> [Exercice 1] Extrayez du texte sur les ouvriers de Fukushima le passage allant de « Techniciens, super-pompiers et » à « Gustave-Roussy de Villejuif. ».
> [Exercice 2] Énumérez les équipements que portent les ouvriers dans la centrale et qui sont censés éviter la contamination, selon le texte sur les ouvriers de Fukushima.

Tepco, qui gère la centrale, a annoncé dimanche 3 avril que les corps de deux ouvriers de 21 et 24 ans qui avaient disparu le 11 mars venaient d’être retrouvés : les travailleurs étaient partis inspecter le bâtiment du réacteur 4 juste après le séisme.
Techniciens, super-pompiers et soldats… Les héros de Fukushima, encensés par la presse mondiale, seraient aujourd’hui près de 500 sur place. Dans la centrale, équipés d’une combinaison, de gants de protection et d’un masque de protection censés éviter la contamination, les ouvriers s’échinent à tenter de rétablir l’électricité, à asperger les réacteurs ou essayer de remettre en marche les équipements détériorés.

« Le principal risque, c’est le cancer »

Plus la dose de millisieverts (unité qui mesure le risque pour la santé des radiations) augmente, plus le risque augmente, mais le cancer « n’est pas automatique », rappelle Martin Schlumberger, chef de service de médecine nucléaire à l’Institut Gustave-Roussy de Villejuif.
« Si l’irradiation dépasse 1 gray (soit 1 000 millisieverts), on peut alors souffrir d’une irradiation aiguë, qui provoque des vomissements et une intense fatigue », ajoute Patrick Gourmelon. On en meurt en trois semaines à un mois. Le seuil accepté de radioactivité auquel est exposé un travailleur en centrale nucléaire en temps normal est de 20 millisieverts par an. Ce niveau peut aller jusqu’à 300 millisieverts en cas de catastrophe nucléaire.
À la centrale de Fukushima, la limite a déjà été relevée de 100 à 250 millisieverts par an. Les doses de millisieverts s’additionnent. Pour les mesurer, les employés de la centrale portent en théorie un dosimètre opérationnel qui signale quand la dose a été dépassée, ce qui signifie qu’ils doivent cesser de travailler.

> [Extrait des données]
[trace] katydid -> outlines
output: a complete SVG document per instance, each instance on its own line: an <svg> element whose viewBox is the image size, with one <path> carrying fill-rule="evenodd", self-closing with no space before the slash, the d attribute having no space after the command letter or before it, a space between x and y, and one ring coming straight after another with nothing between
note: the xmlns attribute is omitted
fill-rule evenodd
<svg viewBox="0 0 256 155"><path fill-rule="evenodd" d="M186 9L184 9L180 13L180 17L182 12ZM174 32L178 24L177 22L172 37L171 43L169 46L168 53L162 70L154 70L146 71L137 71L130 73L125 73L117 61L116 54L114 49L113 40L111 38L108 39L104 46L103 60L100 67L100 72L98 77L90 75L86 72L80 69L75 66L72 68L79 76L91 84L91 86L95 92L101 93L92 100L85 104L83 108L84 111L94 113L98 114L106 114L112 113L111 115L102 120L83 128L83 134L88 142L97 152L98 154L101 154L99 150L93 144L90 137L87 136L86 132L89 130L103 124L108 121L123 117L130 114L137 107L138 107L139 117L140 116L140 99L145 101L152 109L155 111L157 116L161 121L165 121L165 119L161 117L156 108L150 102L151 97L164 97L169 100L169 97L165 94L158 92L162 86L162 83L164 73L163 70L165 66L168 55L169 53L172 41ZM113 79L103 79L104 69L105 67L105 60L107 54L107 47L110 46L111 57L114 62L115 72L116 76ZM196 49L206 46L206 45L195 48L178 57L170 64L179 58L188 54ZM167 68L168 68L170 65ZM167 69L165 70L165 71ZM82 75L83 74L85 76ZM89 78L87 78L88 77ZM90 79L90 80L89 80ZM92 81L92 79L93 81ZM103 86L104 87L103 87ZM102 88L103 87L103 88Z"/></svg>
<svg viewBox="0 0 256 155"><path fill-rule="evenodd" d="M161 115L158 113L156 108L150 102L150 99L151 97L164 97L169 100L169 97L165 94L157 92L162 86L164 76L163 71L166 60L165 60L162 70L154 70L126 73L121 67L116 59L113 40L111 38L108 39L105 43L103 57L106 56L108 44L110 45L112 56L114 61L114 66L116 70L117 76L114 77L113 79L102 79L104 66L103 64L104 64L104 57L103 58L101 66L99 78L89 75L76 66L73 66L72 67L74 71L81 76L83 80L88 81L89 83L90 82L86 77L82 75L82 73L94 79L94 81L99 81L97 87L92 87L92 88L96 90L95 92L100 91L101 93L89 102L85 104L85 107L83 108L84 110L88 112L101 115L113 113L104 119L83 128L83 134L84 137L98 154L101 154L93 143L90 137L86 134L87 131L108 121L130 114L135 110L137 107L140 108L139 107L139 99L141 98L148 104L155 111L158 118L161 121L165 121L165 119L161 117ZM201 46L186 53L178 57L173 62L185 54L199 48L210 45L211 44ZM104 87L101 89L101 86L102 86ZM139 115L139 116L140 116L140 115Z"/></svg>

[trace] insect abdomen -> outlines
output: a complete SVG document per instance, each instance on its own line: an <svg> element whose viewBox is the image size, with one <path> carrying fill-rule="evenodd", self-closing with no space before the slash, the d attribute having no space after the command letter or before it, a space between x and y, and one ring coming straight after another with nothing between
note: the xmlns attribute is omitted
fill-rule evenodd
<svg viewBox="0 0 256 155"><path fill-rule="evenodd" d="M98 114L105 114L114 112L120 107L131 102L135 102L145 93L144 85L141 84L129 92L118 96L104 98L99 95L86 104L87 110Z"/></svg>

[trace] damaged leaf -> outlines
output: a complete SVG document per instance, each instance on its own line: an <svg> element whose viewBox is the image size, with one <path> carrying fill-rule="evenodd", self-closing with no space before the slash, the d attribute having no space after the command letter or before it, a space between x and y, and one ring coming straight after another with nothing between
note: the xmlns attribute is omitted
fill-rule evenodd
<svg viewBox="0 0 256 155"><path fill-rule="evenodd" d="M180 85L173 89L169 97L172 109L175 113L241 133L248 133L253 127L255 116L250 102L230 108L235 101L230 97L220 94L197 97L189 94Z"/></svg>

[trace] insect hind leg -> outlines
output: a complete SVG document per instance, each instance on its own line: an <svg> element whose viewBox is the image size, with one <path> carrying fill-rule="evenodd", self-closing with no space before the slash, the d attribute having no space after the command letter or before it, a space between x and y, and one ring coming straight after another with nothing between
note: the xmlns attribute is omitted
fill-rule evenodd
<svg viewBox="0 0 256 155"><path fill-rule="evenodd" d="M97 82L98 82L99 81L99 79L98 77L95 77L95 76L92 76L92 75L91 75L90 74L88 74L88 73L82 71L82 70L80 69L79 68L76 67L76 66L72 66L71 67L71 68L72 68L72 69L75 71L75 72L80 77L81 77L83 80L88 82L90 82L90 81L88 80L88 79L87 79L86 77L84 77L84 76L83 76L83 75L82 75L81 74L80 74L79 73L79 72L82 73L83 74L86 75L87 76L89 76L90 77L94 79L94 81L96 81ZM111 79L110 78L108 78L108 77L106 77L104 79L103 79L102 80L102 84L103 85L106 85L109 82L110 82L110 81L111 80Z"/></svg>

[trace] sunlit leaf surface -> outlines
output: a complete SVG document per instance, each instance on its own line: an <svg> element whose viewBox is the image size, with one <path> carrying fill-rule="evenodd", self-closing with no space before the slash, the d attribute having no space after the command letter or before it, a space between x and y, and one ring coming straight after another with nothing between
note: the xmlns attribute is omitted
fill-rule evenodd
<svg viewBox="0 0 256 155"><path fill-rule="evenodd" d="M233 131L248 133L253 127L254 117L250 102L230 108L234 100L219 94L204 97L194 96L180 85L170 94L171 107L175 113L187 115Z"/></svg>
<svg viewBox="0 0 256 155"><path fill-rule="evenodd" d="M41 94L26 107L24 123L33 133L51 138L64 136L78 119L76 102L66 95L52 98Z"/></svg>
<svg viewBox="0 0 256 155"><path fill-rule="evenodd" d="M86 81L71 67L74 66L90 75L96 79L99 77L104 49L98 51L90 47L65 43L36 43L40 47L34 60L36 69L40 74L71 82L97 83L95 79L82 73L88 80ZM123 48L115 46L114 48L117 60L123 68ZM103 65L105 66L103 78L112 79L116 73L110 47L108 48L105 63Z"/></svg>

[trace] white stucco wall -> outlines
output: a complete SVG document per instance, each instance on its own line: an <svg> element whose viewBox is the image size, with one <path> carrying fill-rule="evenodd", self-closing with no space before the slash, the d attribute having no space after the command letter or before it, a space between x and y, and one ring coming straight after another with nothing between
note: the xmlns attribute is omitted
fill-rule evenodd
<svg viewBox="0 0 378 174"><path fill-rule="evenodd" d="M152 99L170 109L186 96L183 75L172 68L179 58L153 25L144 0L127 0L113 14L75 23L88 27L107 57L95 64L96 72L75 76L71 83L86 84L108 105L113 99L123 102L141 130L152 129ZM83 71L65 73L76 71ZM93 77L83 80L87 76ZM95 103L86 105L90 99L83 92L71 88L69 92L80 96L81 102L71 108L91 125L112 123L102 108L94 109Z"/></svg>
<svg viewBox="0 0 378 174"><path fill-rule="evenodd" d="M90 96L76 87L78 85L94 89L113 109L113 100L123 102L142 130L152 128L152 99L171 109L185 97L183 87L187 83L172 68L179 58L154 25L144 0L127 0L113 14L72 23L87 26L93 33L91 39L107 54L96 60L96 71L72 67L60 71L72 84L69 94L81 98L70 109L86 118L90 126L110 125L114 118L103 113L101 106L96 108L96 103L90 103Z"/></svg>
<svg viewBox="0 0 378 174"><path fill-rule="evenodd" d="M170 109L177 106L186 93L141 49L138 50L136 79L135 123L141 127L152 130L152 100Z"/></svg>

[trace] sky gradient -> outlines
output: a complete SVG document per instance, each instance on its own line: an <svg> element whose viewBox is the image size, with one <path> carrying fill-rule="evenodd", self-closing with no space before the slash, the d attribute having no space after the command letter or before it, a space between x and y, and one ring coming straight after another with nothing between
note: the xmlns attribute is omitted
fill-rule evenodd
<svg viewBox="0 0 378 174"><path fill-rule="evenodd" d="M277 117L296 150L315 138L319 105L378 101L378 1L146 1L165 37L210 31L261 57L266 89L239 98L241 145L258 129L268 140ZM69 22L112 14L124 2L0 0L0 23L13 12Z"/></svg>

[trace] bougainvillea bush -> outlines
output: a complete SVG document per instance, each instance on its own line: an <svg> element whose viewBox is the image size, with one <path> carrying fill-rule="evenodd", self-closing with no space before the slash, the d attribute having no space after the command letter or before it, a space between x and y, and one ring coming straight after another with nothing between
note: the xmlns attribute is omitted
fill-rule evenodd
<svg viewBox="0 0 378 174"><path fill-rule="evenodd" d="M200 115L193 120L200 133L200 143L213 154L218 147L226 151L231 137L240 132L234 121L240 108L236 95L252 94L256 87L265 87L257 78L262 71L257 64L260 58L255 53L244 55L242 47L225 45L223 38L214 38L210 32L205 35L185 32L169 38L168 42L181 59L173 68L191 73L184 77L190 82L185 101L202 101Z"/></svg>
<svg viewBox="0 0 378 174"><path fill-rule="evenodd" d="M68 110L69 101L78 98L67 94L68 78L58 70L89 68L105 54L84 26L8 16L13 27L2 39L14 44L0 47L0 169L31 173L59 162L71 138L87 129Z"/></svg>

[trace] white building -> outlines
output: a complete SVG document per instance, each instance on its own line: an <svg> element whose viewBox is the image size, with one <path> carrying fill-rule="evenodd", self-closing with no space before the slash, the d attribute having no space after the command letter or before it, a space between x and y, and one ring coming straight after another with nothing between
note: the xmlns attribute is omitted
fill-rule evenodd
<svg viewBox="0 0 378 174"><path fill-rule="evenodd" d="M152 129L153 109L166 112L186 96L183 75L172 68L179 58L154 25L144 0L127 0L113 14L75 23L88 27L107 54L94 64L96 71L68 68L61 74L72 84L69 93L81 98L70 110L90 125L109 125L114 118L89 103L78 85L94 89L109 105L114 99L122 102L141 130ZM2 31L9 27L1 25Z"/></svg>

> [Corrigé 1]
Techniciens, super-pompiers et soldats… Les héros de Fukushima, encensés par la presse mondiale, seraient aujourd’hui près de 500 sur place. Dans la centrale, équipés d’une combinaison, de gants de protection et d’un masque de protection censés éviter la contamination, les ouvriers s’échinent à tenter de rétablir l’électricité, à asperger les réacteurs ou essayer de remettre en marche les équipements détériorés.

« Le principal risque, c’est le cancer »

Plus la dose de millisieverts (unité qui mesure le risque pour la santé des radiations) augmente, plus le risque augmente, mais le cancer « n’est pas automatique », rappelle Martin Schlumberger, chef de service de médecine nucléaire à l’Institut Gustave-Roussy de Villejuif.

> [Corrigé 2]
- une combinaison
- des gants de protection
- un masque de protection